======== Passage

This goes to the heart of the difference between truly failed states and states that operate as criminal enterprises. In the former, little state power exists at all. In the latter, the state is actually quite efficient in extracting revenues, but operate as a profitable criminal enterprise rather than a government.
If the U.S. wants to make real progress in Iraq, as everyone knows, it will not be entirely on the military side. It must come, yes, through political reconciliation. But if that reconciliation is solely a means to redistribute ill-gotten gain, then the insurgencies will be stronger and the government will fall, no matter what the military strategy is.
But even drug czar John Walters acknowledges, however, it will only really be progress if the measures can be sustained over time. My guess is that such a reduction will be short lived. I hope I am wrong.
While the "war on drugs" was proclaimed in the late 1980s with almost as much fanfare as the "war on terrorism," it is now only occassionally in the national radar screen. But it is worth remembering the drug wars that ravaged our major cities, threatened the very existence of Colombia as a nation and has cost us tens of billions of dollars.
Those direct and more quantifiable threats have eased, although drug production has not, at least not for significant periods of time. Nor has the narco danger abated in many parts of the world.
While there is little indication that drug trafficking finances Islamist terrorism except perhaps in Afghanistan, the billions of dollars that flow through that economy certainly fuel other terrorist movements around the world, from the paramilitary AUC to the Marxist FARC in Colombia, to gangs in Central America and heroin traffickers across central Asia.
The human cost is tremendous, and the cartels, despite the upbeat talk, control much of Central America, from the coasts of Honduras, to most of Guatemala to the Caribbean shore of Mexico and, of course, much of the border areas.
I have covered drug trafficking up close for 20 years, and recall similar assessments that a significant corner was being turned in combatting the supply side. But like water running down hill, the coke, or money or precursor chemicals may be blocked for a while, but eventually find a way to flow again.

================
======== Data records

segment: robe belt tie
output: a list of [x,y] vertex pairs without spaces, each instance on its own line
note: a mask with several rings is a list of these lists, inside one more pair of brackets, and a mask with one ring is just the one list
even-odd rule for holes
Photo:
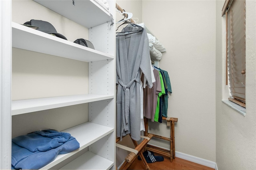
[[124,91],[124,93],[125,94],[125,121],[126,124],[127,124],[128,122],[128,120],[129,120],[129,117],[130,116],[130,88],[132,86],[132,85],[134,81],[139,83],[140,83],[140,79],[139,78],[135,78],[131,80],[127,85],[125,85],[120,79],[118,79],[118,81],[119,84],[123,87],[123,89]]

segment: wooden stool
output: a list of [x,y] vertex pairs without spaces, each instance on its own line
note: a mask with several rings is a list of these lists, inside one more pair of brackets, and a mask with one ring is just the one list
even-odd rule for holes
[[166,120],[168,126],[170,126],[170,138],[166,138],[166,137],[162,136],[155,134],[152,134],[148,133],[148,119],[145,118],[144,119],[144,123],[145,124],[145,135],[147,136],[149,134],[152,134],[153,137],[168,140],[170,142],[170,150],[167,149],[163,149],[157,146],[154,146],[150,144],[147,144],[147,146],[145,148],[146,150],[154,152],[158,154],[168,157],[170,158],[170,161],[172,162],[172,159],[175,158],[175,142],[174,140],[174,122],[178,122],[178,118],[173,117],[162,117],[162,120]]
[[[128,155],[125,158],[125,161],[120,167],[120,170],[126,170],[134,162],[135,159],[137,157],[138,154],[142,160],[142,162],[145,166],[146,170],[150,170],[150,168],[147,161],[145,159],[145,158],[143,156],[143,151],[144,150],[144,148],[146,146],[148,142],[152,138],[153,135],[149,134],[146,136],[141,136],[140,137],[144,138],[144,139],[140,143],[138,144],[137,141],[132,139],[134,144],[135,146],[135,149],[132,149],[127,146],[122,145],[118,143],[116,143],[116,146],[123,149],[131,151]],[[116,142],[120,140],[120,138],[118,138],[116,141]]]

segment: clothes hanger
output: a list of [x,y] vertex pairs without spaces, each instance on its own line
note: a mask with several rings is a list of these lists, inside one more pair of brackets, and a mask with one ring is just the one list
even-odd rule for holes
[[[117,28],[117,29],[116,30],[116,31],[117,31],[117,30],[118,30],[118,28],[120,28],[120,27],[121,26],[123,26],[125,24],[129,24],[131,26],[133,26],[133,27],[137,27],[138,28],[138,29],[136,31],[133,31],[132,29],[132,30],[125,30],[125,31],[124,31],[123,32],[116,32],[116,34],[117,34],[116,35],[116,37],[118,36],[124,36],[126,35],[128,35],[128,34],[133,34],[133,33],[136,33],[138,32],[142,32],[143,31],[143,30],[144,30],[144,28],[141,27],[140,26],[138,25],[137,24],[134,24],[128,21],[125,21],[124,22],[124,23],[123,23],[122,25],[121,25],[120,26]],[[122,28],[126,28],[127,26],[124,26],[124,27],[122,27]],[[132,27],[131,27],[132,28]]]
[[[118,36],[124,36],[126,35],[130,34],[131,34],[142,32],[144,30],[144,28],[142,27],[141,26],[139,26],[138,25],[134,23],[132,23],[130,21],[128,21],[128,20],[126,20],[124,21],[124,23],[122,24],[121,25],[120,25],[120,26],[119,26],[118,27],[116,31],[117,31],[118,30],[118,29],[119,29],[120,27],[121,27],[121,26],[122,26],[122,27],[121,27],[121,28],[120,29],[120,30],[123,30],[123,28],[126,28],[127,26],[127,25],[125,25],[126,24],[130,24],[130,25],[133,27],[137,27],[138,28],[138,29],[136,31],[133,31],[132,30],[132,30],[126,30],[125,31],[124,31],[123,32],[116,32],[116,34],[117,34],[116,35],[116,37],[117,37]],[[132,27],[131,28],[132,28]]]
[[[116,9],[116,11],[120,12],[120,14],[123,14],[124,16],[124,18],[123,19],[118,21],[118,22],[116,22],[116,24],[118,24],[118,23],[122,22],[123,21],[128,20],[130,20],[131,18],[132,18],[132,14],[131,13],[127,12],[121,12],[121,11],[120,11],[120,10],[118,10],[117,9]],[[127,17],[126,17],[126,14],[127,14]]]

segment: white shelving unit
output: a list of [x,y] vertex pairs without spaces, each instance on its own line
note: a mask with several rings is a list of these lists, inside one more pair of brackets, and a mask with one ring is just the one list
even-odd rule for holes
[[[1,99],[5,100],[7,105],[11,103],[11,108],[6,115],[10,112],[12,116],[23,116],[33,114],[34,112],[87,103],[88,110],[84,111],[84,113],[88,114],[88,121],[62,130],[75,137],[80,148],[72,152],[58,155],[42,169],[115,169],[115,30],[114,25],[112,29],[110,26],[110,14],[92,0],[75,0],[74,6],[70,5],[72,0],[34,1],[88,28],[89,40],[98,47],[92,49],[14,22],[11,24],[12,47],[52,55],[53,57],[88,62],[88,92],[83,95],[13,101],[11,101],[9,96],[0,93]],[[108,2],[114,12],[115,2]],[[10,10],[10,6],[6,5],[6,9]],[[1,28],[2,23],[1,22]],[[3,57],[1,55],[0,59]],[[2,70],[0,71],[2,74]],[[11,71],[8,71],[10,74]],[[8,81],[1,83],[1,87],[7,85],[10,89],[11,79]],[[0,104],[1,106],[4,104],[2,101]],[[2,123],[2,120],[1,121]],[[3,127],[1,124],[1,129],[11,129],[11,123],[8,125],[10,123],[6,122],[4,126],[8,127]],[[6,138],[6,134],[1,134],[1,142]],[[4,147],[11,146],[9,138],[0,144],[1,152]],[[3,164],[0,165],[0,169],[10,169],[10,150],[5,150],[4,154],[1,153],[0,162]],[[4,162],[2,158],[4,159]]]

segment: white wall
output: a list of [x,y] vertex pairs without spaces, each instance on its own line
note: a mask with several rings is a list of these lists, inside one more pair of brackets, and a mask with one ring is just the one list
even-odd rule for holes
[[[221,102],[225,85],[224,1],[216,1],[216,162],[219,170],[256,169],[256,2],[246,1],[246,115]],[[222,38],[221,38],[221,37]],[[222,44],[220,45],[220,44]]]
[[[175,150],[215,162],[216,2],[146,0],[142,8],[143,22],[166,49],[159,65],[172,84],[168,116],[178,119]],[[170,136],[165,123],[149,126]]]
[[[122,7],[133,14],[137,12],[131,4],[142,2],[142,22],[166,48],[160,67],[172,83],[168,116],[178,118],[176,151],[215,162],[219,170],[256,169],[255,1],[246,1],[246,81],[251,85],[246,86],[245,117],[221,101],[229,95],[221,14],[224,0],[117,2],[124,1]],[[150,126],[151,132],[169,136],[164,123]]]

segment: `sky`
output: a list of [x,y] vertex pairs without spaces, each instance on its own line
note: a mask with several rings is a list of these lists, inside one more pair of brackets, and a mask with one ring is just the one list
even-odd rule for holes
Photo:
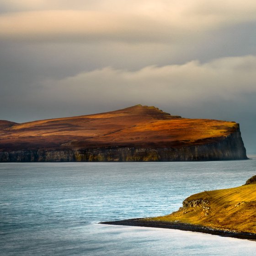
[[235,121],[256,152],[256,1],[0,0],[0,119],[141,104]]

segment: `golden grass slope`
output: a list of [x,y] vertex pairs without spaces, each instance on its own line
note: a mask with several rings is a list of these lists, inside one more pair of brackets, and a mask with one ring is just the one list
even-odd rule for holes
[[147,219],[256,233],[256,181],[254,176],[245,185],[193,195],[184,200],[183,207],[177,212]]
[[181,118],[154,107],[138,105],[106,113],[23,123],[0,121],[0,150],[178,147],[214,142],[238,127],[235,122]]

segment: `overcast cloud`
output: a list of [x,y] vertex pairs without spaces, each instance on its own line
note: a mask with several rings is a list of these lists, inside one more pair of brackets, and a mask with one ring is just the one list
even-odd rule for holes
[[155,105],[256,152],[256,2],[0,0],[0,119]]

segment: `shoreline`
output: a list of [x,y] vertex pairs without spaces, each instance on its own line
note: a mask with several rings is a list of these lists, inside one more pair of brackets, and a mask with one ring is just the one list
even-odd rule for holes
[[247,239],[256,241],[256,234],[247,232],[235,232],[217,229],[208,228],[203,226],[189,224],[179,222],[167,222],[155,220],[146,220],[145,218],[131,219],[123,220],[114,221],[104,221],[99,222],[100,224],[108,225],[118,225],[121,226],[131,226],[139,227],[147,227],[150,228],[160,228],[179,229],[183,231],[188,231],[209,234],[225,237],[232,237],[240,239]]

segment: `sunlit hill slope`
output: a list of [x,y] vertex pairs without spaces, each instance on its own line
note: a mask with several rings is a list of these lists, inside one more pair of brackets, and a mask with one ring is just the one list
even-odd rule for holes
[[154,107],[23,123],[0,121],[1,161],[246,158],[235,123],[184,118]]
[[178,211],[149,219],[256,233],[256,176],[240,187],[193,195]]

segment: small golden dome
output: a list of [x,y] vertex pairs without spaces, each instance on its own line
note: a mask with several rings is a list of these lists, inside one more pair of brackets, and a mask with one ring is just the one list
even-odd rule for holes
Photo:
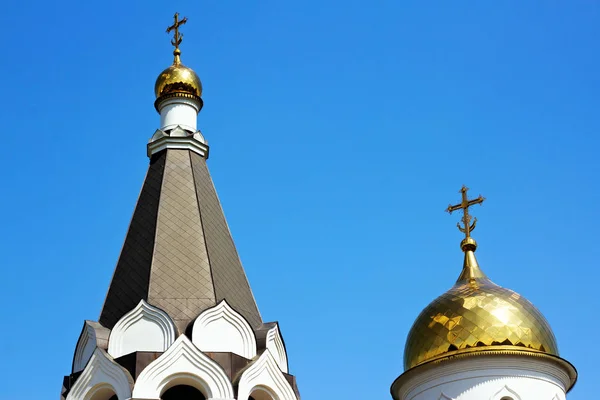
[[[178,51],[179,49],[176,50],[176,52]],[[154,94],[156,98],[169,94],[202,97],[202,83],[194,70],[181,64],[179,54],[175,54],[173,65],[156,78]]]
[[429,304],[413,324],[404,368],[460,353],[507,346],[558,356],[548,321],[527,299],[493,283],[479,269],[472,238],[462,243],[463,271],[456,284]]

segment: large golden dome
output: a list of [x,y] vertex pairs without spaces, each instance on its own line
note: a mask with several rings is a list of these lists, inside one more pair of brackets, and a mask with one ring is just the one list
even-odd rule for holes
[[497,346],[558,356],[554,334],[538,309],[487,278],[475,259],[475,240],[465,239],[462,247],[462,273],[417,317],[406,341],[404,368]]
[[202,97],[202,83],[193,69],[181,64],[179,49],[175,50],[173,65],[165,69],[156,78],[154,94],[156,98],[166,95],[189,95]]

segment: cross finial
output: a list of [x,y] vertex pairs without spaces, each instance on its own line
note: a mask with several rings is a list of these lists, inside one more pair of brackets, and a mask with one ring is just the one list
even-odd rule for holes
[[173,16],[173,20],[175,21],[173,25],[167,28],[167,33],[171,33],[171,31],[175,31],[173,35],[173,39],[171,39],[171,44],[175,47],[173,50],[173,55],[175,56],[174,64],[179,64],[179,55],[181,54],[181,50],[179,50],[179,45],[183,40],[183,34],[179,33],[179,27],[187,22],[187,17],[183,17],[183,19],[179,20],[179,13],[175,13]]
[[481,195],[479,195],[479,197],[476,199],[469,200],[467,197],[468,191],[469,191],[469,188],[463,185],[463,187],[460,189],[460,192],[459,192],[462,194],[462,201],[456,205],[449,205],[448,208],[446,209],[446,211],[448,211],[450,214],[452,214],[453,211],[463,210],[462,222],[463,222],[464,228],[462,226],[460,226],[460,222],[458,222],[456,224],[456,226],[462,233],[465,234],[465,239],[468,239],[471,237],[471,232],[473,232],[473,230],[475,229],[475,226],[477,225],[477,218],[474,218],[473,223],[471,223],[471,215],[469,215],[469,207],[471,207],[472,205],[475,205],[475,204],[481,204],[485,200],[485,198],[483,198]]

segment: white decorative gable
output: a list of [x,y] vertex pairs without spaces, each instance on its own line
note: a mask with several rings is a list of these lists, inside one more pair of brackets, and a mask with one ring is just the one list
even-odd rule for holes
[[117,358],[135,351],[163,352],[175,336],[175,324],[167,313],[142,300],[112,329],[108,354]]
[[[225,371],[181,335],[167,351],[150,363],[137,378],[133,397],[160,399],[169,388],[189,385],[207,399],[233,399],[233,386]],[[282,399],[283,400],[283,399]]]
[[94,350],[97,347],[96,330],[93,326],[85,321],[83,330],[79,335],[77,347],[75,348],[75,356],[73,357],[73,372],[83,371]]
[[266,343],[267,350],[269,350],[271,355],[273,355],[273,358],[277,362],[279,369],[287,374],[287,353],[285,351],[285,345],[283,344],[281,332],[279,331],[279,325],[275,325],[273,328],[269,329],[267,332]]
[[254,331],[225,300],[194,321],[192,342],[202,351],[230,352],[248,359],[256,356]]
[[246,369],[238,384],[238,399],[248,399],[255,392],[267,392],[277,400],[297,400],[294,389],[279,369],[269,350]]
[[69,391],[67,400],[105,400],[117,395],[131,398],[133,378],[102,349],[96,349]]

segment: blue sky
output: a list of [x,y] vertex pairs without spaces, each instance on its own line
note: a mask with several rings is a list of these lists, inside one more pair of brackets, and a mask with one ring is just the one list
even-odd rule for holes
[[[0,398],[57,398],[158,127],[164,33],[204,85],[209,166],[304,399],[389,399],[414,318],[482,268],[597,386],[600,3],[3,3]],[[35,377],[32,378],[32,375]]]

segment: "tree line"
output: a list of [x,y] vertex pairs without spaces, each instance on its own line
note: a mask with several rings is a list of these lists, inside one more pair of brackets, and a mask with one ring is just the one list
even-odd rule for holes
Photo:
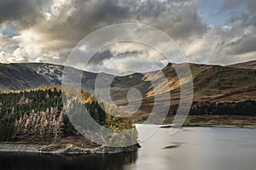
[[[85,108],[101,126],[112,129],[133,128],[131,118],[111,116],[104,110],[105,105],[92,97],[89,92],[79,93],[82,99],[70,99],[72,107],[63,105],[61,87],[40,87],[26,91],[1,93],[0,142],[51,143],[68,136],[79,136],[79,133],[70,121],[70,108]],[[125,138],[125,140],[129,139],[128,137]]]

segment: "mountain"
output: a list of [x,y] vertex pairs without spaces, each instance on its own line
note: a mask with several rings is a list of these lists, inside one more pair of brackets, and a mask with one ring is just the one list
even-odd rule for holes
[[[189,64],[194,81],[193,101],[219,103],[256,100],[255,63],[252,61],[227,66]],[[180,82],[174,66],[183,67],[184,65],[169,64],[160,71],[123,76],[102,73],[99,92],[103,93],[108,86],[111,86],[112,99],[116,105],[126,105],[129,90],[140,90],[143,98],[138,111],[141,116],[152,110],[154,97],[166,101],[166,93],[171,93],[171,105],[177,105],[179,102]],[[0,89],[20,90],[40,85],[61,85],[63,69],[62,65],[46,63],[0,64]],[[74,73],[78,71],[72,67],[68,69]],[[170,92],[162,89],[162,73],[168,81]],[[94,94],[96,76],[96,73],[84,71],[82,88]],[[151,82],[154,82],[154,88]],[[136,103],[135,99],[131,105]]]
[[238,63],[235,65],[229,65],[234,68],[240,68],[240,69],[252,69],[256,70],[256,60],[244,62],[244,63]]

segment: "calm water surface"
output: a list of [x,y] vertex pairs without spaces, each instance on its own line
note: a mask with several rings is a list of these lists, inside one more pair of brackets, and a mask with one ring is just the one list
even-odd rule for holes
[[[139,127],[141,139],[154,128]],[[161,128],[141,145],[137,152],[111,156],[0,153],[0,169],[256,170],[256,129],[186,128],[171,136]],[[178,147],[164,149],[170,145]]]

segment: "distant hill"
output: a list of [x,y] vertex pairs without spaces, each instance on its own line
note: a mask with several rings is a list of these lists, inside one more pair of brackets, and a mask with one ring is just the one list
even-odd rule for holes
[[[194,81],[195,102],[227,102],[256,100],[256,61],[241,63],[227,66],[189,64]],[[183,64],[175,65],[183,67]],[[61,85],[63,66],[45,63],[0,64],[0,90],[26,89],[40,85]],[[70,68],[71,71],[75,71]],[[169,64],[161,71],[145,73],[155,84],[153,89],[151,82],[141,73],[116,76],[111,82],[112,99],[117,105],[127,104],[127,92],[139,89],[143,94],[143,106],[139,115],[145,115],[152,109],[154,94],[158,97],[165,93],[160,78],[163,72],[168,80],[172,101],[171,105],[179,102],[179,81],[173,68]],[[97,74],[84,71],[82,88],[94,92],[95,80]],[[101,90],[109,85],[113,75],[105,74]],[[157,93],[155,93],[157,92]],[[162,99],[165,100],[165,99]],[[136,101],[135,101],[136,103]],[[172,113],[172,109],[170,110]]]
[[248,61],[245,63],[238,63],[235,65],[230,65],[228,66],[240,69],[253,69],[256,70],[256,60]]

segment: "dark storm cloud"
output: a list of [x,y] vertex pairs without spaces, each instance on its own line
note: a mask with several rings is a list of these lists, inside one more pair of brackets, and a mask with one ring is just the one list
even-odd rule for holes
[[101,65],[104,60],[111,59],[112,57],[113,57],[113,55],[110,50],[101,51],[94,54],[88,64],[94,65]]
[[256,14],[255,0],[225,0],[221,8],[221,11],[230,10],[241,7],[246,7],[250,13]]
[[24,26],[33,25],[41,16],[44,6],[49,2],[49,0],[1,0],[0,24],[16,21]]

================

* To do:
• A. According to the drug trafficking passage, how long has the writer covered drug trafficking up close?
• B. Carry the drug trafficking passage forward from its last sentence.

* Responses by task:
• A. 20 years.

• B.
Interdicting the money flows into Mexico and elsewhere delivers the biggest bang for the buck, because the cartels are in it for the money. Take that away and they are really hurt.
The seizure of $200 million in cash in Mexico in March shows the magnitude of the drug problem on several levels.
The first is the vast amounts of money. The $200 million hurts, but it is really a drop in the bucket in the overall drug economy. The second is more worrisome. The meth production and distribution ring involved people from Canada to China in a vast transnational network moving illicit goods.
Those pipelines can be used to move virtually anything, from humans to nuclear components. And here is simply too much money at stake and too many entrenched interests across the board for the flow to stop.
It is encouraging that the new Mexican government seems to be able to take steps that previous governments wouldn't but then, most Mexican governments start off with a bang, only to lose enthusiasm as the cost grows.
U.S. officials are carrying out a record number of corruption investigations on this side of the border too, showing that we have much to do to put our own house in order.
It is interesting to note that Richard Nixon carried out one of the few programs that focused as heavily on demand as it did on supply. It is also interesting to note that during the few years of this experiment, drug use dropped consistently.
Perhaps there is a lesson there. But, after 20 years, it will take more than a momentary rise in the street price of coke to make me think real progress has been made.